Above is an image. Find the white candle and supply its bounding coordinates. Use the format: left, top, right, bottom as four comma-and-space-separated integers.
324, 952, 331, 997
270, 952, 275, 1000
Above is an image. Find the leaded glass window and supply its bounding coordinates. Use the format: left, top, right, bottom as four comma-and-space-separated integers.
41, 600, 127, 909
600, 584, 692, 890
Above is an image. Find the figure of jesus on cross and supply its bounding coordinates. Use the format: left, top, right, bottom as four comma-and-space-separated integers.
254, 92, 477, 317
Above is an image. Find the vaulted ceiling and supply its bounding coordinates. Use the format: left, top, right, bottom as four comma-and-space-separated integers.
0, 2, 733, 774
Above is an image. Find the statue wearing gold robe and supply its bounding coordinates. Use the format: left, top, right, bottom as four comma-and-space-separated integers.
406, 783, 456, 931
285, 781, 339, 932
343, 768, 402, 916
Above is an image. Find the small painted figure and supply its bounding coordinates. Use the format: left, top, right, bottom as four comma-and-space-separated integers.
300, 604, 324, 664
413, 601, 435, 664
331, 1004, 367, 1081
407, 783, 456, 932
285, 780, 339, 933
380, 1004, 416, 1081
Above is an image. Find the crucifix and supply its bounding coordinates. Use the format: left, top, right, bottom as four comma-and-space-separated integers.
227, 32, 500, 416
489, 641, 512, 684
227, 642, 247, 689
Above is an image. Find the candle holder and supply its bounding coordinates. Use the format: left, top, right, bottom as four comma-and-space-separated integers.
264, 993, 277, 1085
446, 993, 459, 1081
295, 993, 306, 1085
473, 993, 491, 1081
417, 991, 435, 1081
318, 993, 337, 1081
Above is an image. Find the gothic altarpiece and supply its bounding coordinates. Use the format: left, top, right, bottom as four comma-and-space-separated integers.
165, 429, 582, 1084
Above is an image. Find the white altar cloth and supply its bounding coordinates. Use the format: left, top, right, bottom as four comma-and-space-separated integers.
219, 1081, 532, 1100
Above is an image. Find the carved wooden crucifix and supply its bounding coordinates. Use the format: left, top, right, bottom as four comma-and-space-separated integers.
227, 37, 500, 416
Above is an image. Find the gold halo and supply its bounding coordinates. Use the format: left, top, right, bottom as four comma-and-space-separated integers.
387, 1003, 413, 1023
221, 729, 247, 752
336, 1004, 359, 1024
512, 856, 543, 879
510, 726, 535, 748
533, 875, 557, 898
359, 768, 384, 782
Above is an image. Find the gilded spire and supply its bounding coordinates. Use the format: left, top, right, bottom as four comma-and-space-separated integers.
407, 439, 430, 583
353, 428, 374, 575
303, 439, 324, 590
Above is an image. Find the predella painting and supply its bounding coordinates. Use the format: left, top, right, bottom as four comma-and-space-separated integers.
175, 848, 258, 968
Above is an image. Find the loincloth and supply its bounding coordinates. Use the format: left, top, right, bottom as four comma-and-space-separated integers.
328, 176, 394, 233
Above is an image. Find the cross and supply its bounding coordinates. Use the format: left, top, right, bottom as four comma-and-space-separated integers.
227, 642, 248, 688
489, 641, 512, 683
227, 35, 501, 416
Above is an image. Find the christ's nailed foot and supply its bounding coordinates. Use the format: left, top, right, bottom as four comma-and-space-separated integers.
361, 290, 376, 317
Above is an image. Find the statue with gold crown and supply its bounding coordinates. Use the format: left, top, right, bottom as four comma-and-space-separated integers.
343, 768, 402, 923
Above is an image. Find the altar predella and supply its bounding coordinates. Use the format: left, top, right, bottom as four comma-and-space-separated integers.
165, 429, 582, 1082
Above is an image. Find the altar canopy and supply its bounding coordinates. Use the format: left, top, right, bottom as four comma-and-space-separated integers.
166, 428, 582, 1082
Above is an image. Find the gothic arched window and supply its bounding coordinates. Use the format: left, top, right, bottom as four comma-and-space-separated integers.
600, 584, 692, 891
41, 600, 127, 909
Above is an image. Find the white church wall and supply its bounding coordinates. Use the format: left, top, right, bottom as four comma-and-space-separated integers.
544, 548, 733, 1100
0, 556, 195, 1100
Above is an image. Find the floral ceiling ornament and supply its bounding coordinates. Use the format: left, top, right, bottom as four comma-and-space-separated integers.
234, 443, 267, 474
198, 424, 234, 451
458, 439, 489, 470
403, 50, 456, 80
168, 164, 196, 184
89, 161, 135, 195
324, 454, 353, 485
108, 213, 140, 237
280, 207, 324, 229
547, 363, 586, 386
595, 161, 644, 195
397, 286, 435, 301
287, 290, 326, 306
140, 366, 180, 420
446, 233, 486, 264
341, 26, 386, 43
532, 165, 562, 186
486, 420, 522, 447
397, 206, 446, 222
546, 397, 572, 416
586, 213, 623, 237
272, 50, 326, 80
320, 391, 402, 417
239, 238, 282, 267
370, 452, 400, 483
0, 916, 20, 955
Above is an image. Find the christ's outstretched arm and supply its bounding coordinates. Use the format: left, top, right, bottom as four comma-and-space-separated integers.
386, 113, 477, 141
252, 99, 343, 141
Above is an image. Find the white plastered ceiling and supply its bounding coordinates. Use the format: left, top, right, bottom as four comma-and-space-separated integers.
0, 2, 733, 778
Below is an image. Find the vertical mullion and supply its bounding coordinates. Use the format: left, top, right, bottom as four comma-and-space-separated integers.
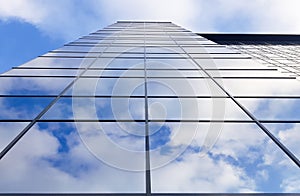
144, 23, 151, 195
0, 27, 119, 160
168, 28, 300, 167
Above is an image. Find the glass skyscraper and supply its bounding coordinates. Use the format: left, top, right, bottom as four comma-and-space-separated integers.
0, 21, 300, 195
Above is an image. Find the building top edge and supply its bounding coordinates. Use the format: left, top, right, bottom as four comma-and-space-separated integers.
117, 20, 172, 23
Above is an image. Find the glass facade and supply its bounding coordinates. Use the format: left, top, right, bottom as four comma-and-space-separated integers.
0, 21, 300, 195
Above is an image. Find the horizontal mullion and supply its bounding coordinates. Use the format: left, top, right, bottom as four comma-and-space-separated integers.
64, 44, 226, 48
12, 67, 277, 71
39, 55, 251, 59
49, 50, 241, 55
0, 94, 300, 99
0, 119, 300, 123
0, 75, 296, 79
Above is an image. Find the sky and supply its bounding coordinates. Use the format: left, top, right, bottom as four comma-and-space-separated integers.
0, 0, 300, 73
0, 0, 300, 192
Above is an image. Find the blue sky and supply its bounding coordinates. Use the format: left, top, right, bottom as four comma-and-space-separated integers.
0, 0, 300, 192
0, 0, 300, 73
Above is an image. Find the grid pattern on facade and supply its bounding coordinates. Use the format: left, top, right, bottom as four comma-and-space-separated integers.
221, 42, 300, 77
0, 21, 300, 195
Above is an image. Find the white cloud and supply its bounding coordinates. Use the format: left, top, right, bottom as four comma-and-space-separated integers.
0, 0, 300, 39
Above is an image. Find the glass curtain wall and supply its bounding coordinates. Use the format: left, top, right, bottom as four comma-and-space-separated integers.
0, 21, 300, 195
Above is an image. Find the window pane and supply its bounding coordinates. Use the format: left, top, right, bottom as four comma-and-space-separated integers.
150, 123, 300, 193
0, 77, 73, 95
0, 122, 28, 151
66, 78, 145, 96
0, 123, 145, 193
149, 98, 250, 120
0, 97, 53, 120
42, 98, 145, 120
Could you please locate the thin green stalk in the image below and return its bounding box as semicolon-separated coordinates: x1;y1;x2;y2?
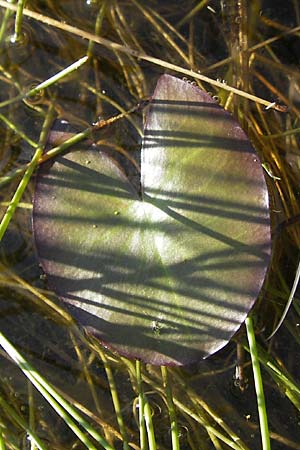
144;396;156;450
135;359;147;450
246;317;271;450
0;97;145;188
160;366;180;450
0;428;5;450
0;0;13;44
0;105;54;241
0;332;115;450
87;0;107;58
0;0;286;112
97;348;130;450
0;396;47;450
0;56;88;108
12;0;25;42
0;114;38;148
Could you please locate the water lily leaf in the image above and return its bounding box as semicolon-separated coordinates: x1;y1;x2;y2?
33;75;270;365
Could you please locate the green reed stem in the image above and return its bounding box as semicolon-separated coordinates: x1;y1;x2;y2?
0;0;13;44
144;396;157;450
0;114;38;148
135;359;147;450
160;366;180;450
0;56;88;108
0;396;47;450
0;98;145;188
0;428;5;450
12;0;26;42
0;332;115;450
97;348;130;450
87;0;107;58
0;105;54;241
246;317;271;450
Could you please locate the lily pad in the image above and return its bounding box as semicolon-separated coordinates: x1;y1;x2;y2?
33;75;271;365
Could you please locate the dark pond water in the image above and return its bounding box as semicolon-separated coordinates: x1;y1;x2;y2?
0;0;300;450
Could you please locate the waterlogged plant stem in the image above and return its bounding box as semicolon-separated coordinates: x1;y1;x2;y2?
97;348;130;450
0;428;5;450
144;397;156;450
135;359;147;450
246;317;271;450
12;0;25;42
161;366;180;450
0;105;54;241
0;56;88;108
0;332;115;450
0;0;286;112
0;100;145;188
0;396;47;450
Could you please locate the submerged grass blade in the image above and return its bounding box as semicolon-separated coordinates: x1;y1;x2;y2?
135;359;147;450
0;396;47;450
97;348;129;450
13;0;25;42
0;0;286;112
246;317;271;450
144;397;157;450
161;366;180;450
0;56;88;108
0;333;115;450
0;105;54;241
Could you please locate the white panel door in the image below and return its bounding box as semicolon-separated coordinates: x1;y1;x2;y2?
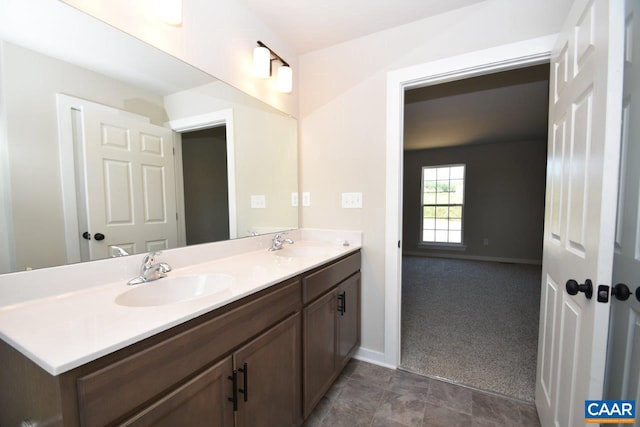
606;0;640;418
536;0;623;427
80;102;178;259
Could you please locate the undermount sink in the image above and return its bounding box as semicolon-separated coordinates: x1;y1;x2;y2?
276;245;335;258
115;274;233;307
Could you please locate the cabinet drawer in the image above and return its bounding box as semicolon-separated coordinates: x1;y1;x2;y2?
302;252;360;304
77;280;300;426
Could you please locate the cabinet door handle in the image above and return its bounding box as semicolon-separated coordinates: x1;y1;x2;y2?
227;369;238;412
238;362;249;402
338;291;347;316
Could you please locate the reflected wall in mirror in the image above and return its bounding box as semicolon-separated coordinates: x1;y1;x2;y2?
0;18;298;272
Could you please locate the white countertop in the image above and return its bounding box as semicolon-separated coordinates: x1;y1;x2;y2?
0;232;361;375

# # # #

- _DO THIS_
Can you lay out the listing above as a Markdown table with the columns Row and Line, starting at the line that contains "Could you please locate the green" and ending at the line that contains "33;75;271;365", and leaving out any blank lines?

- _IN RESPONSE_
| Row | Line |
|---|---|
| 1 | Could you please locate the green reed stem in the image above and return its bounding box as semicolon-separated coordinates: x1;y1;x2;y2? |
| 2 | 0;0;13;44 |
| 3 | 144;396;157;450 |
| 4 | 0;114;38;148 |
| 5 | 135;359;147;450 |
| 6 | 160;366;180;450 |
| 7 | 0;56;88;108 |
| 8 | 0;396;47;450 |
| 9 | 0;98;145;188 |
| 10 | 0;428;5;450 |
| 11 | 12;0;26;42 |
| 12 | 0;332;115;450 |
| 13 | 97;348;130;450 |
| 14 | 87;0;107;58 |
| 15 | 0;105;54;241 |
| 16 | 246;317;271;450 |
| 17 | Could you please locate the lily pad in the image above and return its bounding box as semicolon-separated coordinates: x1;y1;x2;y2? |
| 18 | 33;75;271;365 |